COVID-secure is a term used by the UK Government, Local Authorities and the Health and Safety Executive (HSE). It means taking certain measures to ensure that workers, and others visiting the premises, are protected as much as possible from the risks of coronavirus (COVID-19). Therefore, businesses will need to effectively manage and control these risks to comply with their legal obligations.
COSHH is a vital part of ensuring a workplace is COVID-secure. It will not only apply to the virus that causes COVID-19, but it will also apply to the increased use of other hazardous substances, such as cleaning products, that may be used to control the spread of the virus.
In this article, you will look at the different measures needed to ensure that a workplace is COVID-secure and how COVID-19 affects COSHH.
What is COSHH?
COSHH stands for the Control of Substances Hazardous to Health, which relates to a set of regulations that were first introduced in 1988 and were last revised in 2002. The regulations have also been amended on numerous occasions, and are now known as the Control of Substances Hazardous to Health (COSHH) Regulations 2002 (as amended). The regulations place duties on employers to reduce the risks to health by preventing or adequately controlling exposure to hazardous substances.
There are many substances in the workplace that are hazardous, which can cause harm to people’s health. Hazardous substances can include:
- Substances that are directly used for specific work activities, such as cleaning chemicals.
- Substances produced by certain work activities, such as welding fumes.
- Naturally occurring substances, such as dust.
- Biological agents, such as viruses and bacteria.
Hazardous substances can take many different forms, such as solid, liquid, dust, fume, vapour and mist. The form of a substance will determine how it enters a person’s body, which is known as the route of entry. It can include inhalation, ingestion, skin and eye contact, and pressure injection. For example, fumes can be inhaled through the nose and mouth into the lungs, and liquid chemicals can splash and come into contact with a person’s skin and eyes.

__SUPPLIED ENTRIES__.
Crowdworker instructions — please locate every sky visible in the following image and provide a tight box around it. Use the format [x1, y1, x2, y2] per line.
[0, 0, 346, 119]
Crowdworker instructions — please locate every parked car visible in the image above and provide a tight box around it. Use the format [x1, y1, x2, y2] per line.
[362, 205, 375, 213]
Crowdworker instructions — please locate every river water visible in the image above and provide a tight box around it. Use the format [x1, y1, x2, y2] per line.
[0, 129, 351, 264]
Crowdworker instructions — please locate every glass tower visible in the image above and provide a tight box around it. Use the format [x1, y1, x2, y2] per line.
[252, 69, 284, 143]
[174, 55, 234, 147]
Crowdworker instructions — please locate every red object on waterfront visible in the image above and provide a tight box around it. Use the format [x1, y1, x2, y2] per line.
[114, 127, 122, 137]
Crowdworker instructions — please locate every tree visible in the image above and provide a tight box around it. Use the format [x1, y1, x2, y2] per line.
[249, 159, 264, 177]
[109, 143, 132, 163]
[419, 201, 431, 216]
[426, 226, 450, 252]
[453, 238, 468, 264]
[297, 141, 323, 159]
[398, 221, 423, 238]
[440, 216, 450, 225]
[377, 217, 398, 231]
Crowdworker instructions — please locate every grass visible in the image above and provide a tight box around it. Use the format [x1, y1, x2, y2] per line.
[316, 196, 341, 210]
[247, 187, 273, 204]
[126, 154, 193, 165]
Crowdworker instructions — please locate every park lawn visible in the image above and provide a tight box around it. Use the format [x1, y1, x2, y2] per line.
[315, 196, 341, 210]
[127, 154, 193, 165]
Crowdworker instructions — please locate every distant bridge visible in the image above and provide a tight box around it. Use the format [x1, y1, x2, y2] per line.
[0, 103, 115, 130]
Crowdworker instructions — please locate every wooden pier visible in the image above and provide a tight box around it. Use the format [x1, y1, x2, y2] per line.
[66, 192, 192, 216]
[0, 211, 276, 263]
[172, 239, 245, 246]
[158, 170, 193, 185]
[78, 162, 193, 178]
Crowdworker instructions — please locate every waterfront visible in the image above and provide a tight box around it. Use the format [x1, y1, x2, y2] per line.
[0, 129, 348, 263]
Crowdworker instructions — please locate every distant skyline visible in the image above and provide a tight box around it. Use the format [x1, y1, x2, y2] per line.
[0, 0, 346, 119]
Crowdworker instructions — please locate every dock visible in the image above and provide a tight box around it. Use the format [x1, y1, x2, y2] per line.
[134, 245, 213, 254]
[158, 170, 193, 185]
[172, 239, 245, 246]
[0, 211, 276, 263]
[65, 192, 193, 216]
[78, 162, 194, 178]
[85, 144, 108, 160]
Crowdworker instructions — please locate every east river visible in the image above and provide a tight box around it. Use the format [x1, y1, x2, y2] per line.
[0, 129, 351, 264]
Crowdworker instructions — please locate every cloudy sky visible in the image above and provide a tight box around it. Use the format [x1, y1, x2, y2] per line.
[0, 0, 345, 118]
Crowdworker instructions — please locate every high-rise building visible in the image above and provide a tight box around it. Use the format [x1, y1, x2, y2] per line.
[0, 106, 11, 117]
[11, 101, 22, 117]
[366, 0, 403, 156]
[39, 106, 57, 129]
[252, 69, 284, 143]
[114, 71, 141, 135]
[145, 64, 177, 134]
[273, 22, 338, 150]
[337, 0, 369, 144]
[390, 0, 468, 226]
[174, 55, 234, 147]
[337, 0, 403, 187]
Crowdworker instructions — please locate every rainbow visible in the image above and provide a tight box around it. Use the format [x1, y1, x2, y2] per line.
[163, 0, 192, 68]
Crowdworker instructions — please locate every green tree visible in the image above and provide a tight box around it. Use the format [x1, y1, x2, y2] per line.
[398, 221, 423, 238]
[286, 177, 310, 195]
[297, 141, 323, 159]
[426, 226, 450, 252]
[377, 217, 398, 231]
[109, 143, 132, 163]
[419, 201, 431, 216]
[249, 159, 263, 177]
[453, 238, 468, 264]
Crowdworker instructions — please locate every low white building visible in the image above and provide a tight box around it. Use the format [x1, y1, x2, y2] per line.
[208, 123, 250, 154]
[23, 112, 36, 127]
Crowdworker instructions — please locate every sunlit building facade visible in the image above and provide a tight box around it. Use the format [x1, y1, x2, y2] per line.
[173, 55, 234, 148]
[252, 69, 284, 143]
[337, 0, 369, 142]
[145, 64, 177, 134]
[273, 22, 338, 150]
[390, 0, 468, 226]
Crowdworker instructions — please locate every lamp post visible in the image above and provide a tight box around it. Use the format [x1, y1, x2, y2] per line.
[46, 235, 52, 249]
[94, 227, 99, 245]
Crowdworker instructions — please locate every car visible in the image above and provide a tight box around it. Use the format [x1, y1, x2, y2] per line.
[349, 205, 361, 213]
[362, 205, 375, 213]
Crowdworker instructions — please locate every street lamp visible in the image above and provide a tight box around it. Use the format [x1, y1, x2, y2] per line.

__WORK INSTRUCTION 1__. Name every route of entry into a person's body that the COSHH text lists.
__WORK INSTRUCTION 2__. Pick up the COSHH text after its last sentence and continue it.

__ANSWER SPACE 1__.
- Inhalation
- Ingestion
- Skin and eye contact
- Pressure injection

__ANSWER SPACE 2__.
Exposure to hazardous substances can result in short-term (acute) or long-term (chronic) ill health. According to the HSE, thousands of workers suffer from ill health, such as from asthma, cancer and dermatitis, as a result of exposure to hazardous substances every year. These diseases are a cost to industries, individuals and society. In fact, the HSE estimate that the costs run into millions of pounds every year.
For a more detailed look at what COSHH is, you can read our full guide, which can be found here.
Is COVID-19 a hazardous substance?
Substances that are hazardous to people’s health are covered under COSHH, which also includes biological agents. These agents include microorganisms, such as bacteria and viruses, which can cause infection and disease in humans.
COVID-19 is a contagious disease that is caused by a coronavirus (SARS-CoV-2). As it is a virus, it is classed as a biological agent and a hazardous substance under the COSHH regulations. Employers must reduce the risks to health by preventing or adequately controlling exposure to the virus.
Workplaces must be COVID-secure to be compliant with the law. Firstly, there is a general requirement for a suitable and sufficient COVID-19 risk assessment under the Management of Health and Safety at Work Regulations 1999. This requirement is extended by the COSHH regulations (regulation 6), which requires the assessment to include biological agents. The HSE has an example of a COVID-19 risk assessment that employers can use, which can be found here. Employers must remember that their COVID-19 risk assessment must be made specific to their workplace, operations and workforce.
The exact control measures required to ensure that the workplace is COVID-secure will be dependent on the findings of the business’s risk assessment. However, employers must consider the following when managing and controlling the risks from coronavirus:
- Social distancing by keeping two metres apart where possible.
- Frequent cleaning of the workplace.
- Regular handwashing and sanitising.
- Protection of vulnerable workers.
- Protection of home workers.
- Consultation with workers and their representatives.
- Provision of face masks or coverings where the risk assessment has identified a need. Employers will need to provide any PPE free of charge. The assessment will also need to account for those who would be exempt, i.e. for medical reasons.
How does COVID-19 affect COSHH?
To ensure that a workplace is COVID-secure, it is highly advisable to increase cleaning to reduce the transmission of coronavirus. In fact, cleaning is one of the most effective methods of preventing the virus from spreading.
The UK Government has produced sector-specific guidance, which includes a section on cleaning, which can be found here. Also, the HSE recommend both deep and periodic cleaning to ensure that the cleaning regime is sufficient. Further advice from the HSE on cleaning and hygiene within the workplace can be found here.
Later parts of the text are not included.